Convert the items from the line with "In the photo above, where can the wooden log" through the line with "[1208, 310]" into a two-column CSV with the headers text and answer, one row per item. Put each value in its own quoted field, with any line breaks replaced by spaces.
>> begin
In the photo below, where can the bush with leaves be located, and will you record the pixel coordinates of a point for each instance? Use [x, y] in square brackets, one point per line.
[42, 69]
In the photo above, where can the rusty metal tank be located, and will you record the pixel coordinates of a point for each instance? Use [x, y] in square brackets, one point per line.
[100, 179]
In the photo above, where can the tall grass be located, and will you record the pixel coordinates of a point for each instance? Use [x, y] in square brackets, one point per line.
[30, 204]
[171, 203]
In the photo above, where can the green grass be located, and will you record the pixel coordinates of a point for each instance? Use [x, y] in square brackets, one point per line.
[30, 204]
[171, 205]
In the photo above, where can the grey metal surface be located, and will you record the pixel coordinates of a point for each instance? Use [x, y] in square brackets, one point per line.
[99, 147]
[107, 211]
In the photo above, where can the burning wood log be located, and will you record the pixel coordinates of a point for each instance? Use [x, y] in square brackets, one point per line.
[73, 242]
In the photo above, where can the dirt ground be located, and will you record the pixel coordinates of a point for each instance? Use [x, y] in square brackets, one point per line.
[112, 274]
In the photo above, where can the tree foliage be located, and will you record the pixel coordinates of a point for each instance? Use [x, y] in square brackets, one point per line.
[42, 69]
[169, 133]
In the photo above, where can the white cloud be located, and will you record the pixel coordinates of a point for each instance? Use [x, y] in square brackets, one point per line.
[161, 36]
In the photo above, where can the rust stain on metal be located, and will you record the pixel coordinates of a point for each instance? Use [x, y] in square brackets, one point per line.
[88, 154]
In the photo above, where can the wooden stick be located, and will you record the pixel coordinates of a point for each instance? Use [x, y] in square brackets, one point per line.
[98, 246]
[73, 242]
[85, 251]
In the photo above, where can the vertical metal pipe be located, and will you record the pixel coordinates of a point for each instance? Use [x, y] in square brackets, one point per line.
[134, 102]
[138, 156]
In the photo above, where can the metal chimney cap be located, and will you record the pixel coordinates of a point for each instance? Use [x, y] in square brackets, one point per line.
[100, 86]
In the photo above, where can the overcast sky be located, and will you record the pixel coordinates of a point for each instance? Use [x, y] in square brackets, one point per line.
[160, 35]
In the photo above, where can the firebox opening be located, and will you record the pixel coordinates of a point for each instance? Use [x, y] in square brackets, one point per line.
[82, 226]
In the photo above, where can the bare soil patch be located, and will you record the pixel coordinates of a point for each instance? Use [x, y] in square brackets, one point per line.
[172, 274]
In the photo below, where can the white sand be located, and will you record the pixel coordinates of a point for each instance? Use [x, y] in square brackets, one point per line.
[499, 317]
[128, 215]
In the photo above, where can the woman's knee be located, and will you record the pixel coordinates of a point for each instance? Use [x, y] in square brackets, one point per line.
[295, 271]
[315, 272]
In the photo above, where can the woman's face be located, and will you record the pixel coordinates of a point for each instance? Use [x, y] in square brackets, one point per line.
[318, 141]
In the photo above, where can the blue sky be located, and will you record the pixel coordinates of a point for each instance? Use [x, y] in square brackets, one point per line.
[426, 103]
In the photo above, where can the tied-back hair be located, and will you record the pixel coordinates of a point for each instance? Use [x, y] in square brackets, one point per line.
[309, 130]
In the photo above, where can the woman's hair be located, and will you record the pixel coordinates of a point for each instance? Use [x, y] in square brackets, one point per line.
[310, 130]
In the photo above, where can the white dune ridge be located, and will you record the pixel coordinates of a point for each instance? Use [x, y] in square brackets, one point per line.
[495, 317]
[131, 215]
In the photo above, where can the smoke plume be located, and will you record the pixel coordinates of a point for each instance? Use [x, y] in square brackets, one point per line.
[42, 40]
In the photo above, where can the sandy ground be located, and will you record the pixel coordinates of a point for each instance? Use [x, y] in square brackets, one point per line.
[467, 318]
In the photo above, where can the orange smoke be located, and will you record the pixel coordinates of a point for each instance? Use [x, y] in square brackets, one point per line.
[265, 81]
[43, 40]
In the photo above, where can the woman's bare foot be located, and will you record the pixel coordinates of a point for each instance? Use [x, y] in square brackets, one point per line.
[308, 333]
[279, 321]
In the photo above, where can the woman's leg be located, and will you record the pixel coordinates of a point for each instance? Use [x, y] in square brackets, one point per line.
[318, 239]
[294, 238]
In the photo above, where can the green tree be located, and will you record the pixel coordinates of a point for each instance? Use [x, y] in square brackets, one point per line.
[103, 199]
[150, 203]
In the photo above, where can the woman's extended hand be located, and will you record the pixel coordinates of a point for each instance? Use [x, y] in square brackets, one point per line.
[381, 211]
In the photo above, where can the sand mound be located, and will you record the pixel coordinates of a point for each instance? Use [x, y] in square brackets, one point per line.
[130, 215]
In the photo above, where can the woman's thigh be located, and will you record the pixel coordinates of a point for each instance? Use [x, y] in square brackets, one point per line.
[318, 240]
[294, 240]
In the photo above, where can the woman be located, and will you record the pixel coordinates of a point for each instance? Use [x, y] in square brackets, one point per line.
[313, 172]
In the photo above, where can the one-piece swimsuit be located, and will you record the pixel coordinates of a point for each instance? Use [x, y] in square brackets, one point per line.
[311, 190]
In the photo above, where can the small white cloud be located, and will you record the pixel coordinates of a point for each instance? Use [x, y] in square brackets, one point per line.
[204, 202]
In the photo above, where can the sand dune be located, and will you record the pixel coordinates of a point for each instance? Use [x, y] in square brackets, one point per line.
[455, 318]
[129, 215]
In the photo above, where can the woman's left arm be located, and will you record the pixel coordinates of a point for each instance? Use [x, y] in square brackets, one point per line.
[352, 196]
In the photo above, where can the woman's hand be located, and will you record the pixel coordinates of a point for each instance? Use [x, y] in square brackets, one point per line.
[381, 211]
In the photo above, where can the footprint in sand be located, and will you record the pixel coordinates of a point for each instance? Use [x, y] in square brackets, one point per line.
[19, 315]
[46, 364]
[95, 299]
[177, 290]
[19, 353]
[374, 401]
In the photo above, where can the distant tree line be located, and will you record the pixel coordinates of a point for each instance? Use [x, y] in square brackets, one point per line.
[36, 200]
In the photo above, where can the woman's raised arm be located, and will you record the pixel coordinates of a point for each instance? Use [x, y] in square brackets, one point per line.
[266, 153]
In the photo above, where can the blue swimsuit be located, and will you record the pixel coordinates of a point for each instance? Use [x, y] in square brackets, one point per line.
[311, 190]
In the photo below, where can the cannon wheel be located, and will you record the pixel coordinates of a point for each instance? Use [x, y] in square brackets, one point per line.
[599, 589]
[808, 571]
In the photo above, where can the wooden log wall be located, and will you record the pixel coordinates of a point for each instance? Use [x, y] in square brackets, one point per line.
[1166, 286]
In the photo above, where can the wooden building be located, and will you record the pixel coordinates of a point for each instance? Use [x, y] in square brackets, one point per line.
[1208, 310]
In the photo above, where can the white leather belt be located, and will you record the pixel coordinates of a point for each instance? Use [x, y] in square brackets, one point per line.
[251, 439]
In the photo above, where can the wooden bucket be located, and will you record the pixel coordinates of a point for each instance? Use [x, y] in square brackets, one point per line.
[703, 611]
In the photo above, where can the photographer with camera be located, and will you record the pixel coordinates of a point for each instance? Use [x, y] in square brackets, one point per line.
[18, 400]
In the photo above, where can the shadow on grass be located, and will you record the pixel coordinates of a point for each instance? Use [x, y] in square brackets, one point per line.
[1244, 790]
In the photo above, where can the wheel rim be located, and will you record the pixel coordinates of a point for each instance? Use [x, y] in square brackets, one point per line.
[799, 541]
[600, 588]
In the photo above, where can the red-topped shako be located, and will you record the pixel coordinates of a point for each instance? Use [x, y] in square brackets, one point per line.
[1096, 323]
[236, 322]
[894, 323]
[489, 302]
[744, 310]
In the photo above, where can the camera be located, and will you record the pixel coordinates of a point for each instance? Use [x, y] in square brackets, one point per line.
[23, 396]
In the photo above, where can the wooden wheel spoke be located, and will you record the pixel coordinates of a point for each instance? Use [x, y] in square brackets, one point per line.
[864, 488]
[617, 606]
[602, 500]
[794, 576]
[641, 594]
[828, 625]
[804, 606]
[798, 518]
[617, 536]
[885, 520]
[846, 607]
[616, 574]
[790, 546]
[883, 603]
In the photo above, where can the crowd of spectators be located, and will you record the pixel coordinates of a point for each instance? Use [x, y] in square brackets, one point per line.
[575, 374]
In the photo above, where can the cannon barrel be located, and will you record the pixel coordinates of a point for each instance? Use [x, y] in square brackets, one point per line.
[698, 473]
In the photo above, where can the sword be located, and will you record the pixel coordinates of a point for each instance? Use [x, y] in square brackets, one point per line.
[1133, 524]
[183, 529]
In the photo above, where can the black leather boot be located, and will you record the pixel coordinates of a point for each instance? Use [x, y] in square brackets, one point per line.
>> end
#### [The completed task]
text,answer
"In the photo above, where can the wooden log wall be located, and will you record the pixel coordinates of a point for each instance? Use [x, y] in square brackets, one point per line.","[1166, 286]"
"In the photo above, where can the wooden building be located, and will you record the pixel coordinates of a point for each instance? Use [x, y] in square brackets, one point per line.","[1208, 310]"